Stored data entries
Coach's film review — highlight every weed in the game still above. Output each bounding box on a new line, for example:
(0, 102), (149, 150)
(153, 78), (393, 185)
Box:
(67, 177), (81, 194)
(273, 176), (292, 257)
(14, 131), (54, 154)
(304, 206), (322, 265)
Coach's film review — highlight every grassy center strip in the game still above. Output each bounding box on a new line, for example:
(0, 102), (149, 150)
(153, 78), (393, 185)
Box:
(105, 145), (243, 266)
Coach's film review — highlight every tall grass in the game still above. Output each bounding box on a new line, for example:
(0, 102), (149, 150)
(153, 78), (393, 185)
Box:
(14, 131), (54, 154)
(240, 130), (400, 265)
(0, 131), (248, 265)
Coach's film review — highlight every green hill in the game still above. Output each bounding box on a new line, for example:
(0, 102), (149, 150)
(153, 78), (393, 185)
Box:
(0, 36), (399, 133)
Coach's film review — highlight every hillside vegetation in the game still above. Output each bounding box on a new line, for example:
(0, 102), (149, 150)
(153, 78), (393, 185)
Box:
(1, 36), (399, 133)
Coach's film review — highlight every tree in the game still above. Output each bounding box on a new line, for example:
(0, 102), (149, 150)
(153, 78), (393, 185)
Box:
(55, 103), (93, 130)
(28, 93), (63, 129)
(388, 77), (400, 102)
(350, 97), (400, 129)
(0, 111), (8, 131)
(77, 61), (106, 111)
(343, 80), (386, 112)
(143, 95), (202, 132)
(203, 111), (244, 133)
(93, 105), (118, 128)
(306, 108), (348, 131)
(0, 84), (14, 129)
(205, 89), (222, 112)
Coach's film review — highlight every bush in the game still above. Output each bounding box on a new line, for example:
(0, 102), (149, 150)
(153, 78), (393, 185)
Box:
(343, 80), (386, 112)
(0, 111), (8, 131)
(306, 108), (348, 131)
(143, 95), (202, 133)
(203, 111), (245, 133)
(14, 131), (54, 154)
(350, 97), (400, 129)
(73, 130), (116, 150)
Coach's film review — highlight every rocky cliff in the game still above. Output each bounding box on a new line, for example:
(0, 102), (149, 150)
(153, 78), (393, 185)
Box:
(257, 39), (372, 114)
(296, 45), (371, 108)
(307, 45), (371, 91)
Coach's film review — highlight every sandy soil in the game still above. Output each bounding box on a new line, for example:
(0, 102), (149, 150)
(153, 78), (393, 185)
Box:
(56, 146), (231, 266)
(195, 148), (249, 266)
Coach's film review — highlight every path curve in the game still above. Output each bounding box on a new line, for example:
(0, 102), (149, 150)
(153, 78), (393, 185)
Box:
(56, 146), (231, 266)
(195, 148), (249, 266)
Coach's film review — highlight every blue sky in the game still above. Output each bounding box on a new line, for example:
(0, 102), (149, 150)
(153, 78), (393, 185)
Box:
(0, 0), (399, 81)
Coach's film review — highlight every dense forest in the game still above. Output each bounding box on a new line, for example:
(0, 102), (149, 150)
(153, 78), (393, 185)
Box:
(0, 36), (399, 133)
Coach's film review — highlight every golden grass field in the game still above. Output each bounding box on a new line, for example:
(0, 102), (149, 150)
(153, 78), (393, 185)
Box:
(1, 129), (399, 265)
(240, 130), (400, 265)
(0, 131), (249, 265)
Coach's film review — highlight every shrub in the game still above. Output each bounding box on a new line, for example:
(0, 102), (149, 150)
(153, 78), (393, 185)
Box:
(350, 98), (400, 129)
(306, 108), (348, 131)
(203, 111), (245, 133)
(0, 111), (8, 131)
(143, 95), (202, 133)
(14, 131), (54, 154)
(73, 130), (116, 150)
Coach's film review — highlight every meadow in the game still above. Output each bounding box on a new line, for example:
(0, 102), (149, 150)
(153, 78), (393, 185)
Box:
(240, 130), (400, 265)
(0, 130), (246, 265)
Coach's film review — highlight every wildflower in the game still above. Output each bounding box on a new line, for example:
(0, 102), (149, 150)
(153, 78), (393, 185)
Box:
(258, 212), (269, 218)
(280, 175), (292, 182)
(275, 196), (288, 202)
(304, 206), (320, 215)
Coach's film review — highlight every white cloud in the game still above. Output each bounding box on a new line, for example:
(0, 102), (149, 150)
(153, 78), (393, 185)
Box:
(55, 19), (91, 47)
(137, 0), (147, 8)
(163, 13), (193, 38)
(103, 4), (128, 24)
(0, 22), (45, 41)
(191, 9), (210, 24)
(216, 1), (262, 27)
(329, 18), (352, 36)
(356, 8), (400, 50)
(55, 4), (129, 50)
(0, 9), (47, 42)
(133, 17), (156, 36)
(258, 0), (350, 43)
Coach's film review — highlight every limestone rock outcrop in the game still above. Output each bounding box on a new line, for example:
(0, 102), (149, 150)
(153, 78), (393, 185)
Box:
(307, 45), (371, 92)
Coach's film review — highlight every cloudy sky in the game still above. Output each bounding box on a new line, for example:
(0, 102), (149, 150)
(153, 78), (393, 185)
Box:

- TASK -
Give back all of the entries exactly as written.

- FINAL ANSWER -
Coach's film review — highlight every weed in the game still above. Output each bounding box on a new line, for example:
(0, 102), (149, 150)
(153, 78), (393, 185)
Box:
(67, 177), (81, 194)
(273, 176), (292, 257)
(14, 131), (54, 154)
(304, 206), (322, 265)
Coach's film review — highlight every grassy center strip in the game still above. Output each bounding box on a new line, for example:
(0, 102), (149, 150)
(153, 78), (393, 185)
Box:
(105, 145), (243, 266)
Coach's film review — highlight every tall grass in the game still above. Output each bounding box on a new line, for example:
(0, 102), (149, 150)
(153, 78), (393, 185)
Box:
(14, 131), (54, 154)
(240, 130), (400, 265)
(0, 131), (248, 265)
Coach's film review — highlight every green hill in the game still above. Output each bounding box on a new line, for example:
(0, 102), (149, 150)
(153, 78), (393, 185)
Box:
(0, 36), (399, 133)
Coach's film review — highlight every hillside vegetation in the game still above. Output each bounding box on a new line, for example:
(0, 102), (149, 150)
(153, 78), (393, 185)
Box:
(1, 36), (399, 133)
Coach's film review — highlight every tree in the game still above. Output each bounding box on a new line, for example:
(0, 102), (149, 150)
(153, 78), (393, 185)
Box:
(55, 103), (93, 130)
(28, 93), (63, 129)
(388, 77), (400, 102)
(350, 97), (400, 129)
(0, 111), (8, 131)
(77, 61), (106, 111)
(343, 80), (386, 112)
(143, 95), (202, 132)
(203, 111), (244, 133)
(93, 105), (118, 128)
(306, 108), (348, 131)
(0, 84), (14, 129)
(205, 89), (222, 112)
Coach's film review — highlight every bush in the game still above. Output each bounding box on a new line, for example:
(0, 102), (149, 150)
(153, 78), (393, 185)
Box:
(343, 80), (386, 112)
(0, 111), (8, 131)
(306, 108), (348, 131)
(143, 95), (202, 133)
(203, 111), (245, 133)
(14, 131), (54, 154)
(350, 97), (400, 129)
(73, 130), (116, 150)
Coach's film review — highlight every rocky cliff in the game still above. Output each bounding box on a new line, for example:
(0, 102), (149, 150)
(153, 78), (393, 185)
Box:
(257, 39), (372, 114)
(296, 45), (371, 108)
(307, 45), (371, 91)
Coach's film review — highlight every sandy soil in the game still above. Output each bounding box on a new line, for example:
(0, 102), (149, 150)
(153, 78), (393, 185)
Box:
(56, 146), (231, 266)
(195, 148), (249, 266)
Coach's film review — highlight every path curve in the game still above. Output each bounding box on a new line, for example:
(0, 102), (149, 150)
(153, 78), (393, 185)
Box:
(56, 146), (231, 266)
(195, 148), (249, 266)
Coach's film review — highlight every blue sky in the game still above. Output each bounding box on a new line, for example:
(0, 102), (149, 150)
(153, 78), (393, 185)
Box:
(0, 0), (399, 81)
Coach's film review — highlight every dense forest in the game still above. Output each bounding box on a new line, for example:
(0, 102), (149, 150)
(153, 78), (393, 185)
Box:
(0, 36), (399, 133)
Coach's film review — highlight every golden grass field in the game still above. Output each bounding box on a new line, for example:
(0, 102), (149, 150)
(153, 78), (393, 185)
Box:
(1, 129), (399, 265)
(240, 130), (400, 265)
(0, 131), (249, 265)
Coach's film review — highlight every shrub in the game still above. Output each bounding box on a new line, for example:
(0, 102), (149, 150)
(153, 78), (393, 185)
Box:
(350, 98), (400, 129)
(306, 108), (348, 131)
(203, 111), (245, 133)
(0, 111), (8, 131)
(143, 95), (202, 133)
(14, 131), (54, 154)
(73, 130), (116, 150)
Coach's film review — highlight every meadow in the game still above. Output each bounding box on a new line, for example:
(0, 102), (149, 150)
(153, 78), (393, 185)
Box:
(240, 130), (400, 265)
(0, 130), (246, 265)
Coach's film review — highlight every wildflower in the game still above. Output each bounding box on a new line, for example:
(0, 102), (149, 150)
(153, 78), (393, 185)
Box:
(258, 212), (269, 218)
(280, 175), (292, 182)
(275, 196), (288, 202)
(304, 206), (320, 215)
Coach's film review — highlight every white cloud in the game still above. Output each bounding box on a new line, for example:
(0, 102), (149, 150)
(153, 78), (393, 185)
Box:
(55, 19), (91, 47)
(137, 0), (147, 8)
(163, 13), (193, 38)
(103, 4), (128, 24)
(0, 22), (45, 41)
(191, 9), (210, 24)
(216, 1), (262, 27)
(329, 18), (352, 36)
(356, 8), (400, 50)
(55, 4), (129, 50)
(0, 9), (47, 42)
(133, 17), (156, 36)
(258, 0), (350, 43)
Coach's film review — highlight every limestone rock outcrop in the game still above. Output each bounding box on a new line, for example:
(0, 102), (149, 150)
(153, 78), (393, 185)
Box:
(307, 45), (371, 92)
Coach's film review — highlight every cloudy sky in the game still above. Output each bounding box on a new line, for example:
(0, 102), (149, 150)
(153, 78), (393, 185)
Box:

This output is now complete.